**Exercise set:**
a: Decide whether each statement agrees with the article on CSS clipping paths. Answer yes or no for each, and quote the words from the article that settle it. (i) Clipping can be applied to divs, images, and text. (ii) Borders and backgrounds outside the clipping region remain visible. (iii) Clipping an element changes its inherent geometry.
b: From the article on CSS clipping paths, extract the stretch from "Clipping paths are either" through "as its children.", copying it word for word.

Clipping path in CSS and SVG
Clipping path in CSS and SVG

Clipping images or HTML elements to be used on a website can be tricky. Like choosing the best color for your website, selecting the right font or the ideal hero image, techniques like clipping images could visually enhance your website.

I will explain some of the main aspects to take into account when you are working with clipping paths, from concepts to syntaxes, editors, and compatibilities.

What it is Clippath

Do you remember clipping paths in Photoshop or Illustrator? Well, the same applies but for CSS. The Clippath is a CSS property to allow specific a region of an element to show or hide other parts. A clipping path then determines which parts of the element are visible or hidden.

It works with any element, like divs, images, or even texts.

Clipping Paths & Regions

Clipping paths are either basic shapes or vector paths that define an area for more complex shapes (without anti-aliasing) which will be visible. Anything outside this region is “clipped” and won’t be seen on the canvas; this section is known as the clipping area and as said before, works with any geometric shape including both the most simple shapes and even star shapes. Anything outside of the clipping region won’t be visible, including content, backgrounds, borders, text decorations, outlines, and any elements with scrolling mechanisms. This applies to the element you apply the path to as well as its children.

Clipping paths are like custom viewports for the element they are attached to. Thus, it affects the rendering of an element. It does not affect the element’s inherent geometry. The boundaries of a clipped element must remain the same as if it were not clipped. The element will affect the flow around it as it normally would, and every other element on the page will still see and treat the element as if it were still rectangular, even if it’s clipped to a non-rectangular shape. If you want to change the way the content around the element flows and have it respond to the defined basic shape of the clipping path, you can use the clip-path property.

**Record excerpts:**

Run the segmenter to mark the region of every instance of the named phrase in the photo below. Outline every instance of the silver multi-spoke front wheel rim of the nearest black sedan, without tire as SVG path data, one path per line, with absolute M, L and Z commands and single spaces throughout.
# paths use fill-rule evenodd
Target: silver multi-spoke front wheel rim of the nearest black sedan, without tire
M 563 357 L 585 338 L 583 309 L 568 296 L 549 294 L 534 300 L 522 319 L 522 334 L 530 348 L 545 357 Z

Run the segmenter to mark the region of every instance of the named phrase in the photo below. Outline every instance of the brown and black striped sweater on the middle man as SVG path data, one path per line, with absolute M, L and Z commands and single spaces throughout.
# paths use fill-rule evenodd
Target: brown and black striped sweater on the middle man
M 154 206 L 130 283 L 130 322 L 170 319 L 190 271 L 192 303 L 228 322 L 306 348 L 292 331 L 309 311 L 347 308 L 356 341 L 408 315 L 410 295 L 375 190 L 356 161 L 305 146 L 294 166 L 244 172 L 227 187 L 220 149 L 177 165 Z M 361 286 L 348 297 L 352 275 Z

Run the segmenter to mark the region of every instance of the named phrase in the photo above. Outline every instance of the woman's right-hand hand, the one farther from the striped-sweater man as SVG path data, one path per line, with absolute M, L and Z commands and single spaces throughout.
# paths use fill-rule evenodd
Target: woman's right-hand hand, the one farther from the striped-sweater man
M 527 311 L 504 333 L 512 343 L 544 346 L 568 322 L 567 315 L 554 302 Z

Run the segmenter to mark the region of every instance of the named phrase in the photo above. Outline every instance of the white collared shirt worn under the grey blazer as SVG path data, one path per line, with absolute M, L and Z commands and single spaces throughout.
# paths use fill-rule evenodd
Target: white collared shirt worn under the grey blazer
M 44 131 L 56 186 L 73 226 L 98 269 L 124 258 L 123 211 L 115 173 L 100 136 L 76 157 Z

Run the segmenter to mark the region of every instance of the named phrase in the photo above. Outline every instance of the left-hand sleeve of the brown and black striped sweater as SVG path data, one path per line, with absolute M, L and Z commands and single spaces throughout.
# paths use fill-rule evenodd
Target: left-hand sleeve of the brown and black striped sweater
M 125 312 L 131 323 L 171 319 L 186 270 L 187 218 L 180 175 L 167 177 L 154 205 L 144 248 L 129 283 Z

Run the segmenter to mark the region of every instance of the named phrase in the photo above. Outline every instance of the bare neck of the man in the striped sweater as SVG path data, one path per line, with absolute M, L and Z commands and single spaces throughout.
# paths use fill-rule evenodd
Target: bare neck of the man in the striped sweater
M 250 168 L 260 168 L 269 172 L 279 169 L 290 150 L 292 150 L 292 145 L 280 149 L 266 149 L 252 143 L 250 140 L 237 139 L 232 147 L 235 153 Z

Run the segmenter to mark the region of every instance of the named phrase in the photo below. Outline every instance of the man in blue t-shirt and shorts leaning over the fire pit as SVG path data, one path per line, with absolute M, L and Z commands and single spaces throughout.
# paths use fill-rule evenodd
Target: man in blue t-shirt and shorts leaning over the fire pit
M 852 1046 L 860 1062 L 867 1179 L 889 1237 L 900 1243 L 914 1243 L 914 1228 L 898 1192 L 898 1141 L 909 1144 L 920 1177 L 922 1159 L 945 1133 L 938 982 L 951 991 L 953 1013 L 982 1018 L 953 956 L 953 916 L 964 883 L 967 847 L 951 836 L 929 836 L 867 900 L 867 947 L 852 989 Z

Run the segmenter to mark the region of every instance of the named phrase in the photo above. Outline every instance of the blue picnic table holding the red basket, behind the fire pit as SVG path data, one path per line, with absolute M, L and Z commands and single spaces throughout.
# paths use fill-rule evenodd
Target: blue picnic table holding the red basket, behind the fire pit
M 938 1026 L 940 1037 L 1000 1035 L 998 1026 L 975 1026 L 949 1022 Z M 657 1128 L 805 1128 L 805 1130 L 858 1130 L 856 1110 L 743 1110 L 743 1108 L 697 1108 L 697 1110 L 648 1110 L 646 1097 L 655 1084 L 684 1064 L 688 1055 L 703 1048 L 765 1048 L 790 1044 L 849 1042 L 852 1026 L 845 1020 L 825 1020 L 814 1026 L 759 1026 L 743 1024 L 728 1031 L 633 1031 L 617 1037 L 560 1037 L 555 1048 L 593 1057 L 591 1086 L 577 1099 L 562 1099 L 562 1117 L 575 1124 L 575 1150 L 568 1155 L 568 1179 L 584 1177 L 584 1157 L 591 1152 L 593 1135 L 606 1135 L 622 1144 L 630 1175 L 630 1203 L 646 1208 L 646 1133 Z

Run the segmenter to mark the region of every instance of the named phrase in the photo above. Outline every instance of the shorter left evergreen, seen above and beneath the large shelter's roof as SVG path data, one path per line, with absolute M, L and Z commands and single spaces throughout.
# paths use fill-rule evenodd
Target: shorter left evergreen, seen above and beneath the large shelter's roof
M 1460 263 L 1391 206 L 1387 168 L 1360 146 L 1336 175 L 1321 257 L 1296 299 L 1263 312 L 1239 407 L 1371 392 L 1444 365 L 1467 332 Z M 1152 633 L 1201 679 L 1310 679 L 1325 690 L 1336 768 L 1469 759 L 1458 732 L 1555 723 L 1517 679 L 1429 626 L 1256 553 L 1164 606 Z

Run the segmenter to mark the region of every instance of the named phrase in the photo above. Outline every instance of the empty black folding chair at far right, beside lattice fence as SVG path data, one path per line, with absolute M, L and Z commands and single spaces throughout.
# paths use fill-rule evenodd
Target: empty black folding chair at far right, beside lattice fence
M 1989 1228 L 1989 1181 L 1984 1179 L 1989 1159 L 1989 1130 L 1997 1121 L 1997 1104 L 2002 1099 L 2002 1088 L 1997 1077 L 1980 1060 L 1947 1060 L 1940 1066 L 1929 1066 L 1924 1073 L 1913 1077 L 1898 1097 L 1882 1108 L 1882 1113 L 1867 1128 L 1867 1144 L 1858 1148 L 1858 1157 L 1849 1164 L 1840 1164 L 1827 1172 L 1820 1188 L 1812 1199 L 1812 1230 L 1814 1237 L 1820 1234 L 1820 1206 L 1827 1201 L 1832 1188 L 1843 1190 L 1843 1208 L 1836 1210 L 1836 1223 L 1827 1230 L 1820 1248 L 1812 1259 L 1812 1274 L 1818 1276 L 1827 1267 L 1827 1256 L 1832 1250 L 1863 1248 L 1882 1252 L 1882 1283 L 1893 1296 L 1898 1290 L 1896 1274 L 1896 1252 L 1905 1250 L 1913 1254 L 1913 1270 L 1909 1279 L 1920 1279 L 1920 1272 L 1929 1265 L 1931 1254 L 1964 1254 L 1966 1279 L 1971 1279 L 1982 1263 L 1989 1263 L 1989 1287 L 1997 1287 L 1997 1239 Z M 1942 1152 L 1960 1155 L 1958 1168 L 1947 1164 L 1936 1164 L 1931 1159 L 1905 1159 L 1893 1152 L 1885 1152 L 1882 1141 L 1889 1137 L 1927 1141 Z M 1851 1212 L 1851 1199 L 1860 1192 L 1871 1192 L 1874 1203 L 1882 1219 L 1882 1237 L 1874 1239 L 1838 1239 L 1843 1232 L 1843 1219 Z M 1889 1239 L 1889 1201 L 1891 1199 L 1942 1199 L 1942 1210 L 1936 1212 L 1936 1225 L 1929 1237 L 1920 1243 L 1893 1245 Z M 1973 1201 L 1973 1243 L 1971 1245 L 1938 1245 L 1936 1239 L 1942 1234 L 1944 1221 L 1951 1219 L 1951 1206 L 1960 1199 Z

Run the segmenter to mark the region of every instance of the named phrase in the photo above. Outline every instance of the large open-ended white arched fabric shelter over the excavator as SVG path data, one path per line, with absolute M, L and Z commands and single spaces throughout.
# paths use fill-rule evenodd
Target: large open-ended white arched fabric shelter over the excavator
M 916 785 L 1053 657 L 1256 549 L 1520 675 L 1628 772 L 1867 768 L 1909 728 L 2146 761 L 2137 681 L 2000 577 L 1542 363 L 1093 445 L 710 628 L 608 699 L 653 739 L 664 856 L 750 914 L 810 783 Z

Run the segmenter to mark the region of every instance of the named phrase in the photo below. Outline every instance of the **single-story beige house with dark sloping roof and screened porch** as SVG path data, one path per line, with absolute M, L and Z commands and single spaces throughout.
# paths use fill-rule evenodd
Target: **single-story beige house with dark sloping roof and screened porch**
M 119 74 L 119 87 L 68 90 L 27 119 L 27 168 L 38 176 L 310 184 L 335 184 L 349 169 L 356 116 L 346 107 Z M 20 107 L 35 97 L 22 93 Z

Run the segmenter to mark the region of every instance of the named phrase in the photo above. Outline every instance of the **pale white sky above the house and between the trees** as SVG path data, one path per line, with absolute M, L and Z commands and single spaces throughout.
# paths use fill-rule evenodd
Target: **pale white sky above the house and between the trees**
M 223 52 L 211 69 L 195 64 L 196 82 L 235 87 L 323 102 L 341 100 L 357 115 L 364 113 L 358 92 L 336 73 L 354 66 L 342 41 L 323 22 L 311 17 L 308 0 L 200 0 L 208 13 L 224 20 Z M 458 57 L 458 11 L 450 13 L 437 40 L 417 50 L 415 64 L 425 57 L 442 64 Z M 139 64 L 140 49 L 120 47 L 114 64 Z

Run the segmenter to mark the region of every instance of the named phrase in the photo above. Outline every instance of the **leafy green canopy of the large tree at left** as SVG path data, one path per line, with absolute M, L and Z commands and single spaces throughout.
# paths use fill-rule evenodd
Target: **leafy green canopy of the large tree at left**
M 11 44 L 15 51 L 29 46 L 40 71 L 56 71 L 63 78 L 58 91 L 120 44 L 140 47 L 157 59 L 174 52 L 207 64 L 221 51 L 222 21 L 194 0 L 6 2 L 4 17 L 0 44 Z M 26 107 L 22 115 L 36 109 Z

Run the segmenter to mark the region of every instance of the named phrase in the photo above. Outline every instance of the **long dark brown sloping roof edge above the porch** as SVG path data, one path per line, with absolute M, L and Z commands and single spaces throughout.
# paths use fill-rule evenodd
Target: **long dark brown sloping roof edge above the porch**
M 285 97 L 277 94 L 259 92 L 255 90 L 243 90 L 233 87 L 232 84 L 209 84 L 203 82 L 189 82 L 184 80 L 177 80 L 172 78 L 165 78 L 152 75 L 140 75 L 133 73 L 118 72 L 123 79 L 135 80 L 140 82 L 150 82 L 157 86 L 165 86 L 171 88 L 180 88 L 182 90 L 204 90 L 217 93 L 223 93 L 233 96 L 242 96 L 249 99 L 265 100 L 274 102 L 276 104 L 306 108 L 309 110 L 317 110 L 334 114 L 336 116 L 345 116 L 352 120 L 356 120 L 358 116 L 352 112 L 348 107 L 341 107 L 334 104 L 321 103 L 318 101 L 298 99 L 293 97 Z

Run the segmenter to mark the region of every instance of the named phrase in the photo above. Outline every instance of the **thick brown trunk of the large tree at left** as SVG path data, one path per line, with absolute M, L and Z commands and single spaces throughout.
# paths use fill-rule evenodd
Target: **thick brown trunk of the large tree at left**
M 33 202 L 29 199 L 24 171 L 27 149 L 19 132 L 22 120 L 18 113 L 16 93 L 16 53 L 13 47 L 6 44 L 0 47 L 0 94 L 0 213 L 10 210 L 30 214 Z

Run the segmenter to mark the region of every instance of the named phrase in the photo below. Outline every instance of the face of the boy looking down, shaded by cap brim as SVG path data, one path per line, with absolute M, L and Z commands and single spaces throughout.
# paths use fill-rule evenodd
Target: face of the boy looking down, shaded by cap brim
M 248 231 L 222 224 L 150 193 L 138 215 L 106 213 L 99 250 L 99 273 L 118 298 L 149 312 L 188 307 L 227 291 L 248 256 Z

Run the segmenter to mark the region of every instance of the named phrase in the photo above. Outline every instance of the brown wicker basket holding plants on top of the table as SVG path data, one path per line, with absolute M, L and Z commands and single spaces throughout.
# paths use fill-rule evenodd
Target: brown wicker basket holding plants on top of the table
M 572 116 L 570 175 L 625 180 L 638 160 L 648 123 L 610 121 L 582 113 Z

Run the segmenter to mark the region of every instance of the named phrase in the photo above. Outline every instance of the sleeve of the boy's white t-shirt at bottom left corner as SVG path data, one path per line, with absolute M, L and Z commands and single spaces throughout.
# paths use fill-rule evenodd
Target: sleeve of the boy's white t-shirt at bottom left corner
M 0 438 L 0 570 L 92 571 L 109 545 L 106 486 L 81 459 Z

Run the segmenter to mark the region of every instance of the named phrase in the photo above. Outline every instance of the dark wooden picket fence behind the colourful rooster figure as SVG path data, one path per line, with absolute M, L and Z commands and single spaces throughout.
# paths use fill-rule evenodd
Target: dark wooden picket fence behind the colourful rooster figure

**Answers in order:**
a:
(i) Yes: "It works with any element, like divs, images, or even texts."
(ii) No: "Anything outside of the clipping region won’t be visible, including content, backgrounds, borders, text decorations, outlines, and any elements with scrolling mechanisms."
(iii) No: "It does not affect the element’s inherent geometry."

b:
Clipping paths are either basic shapes or vector paths that define an area for more complex shapes (without anti-aliasing) which will be visible. Anything outside this region is “clipped” and won’t be seen on the canvas; this section is known as the clipping area and as said before, works with any geometric shape including both the most simple shapes and even star shapes. Anything outside of the clipping region won’t be visible, including content, backgrounds, borders, text decorations, outlines, and any elements with scrolling mechanisms. This applies to the element you apply the path to as well as its children.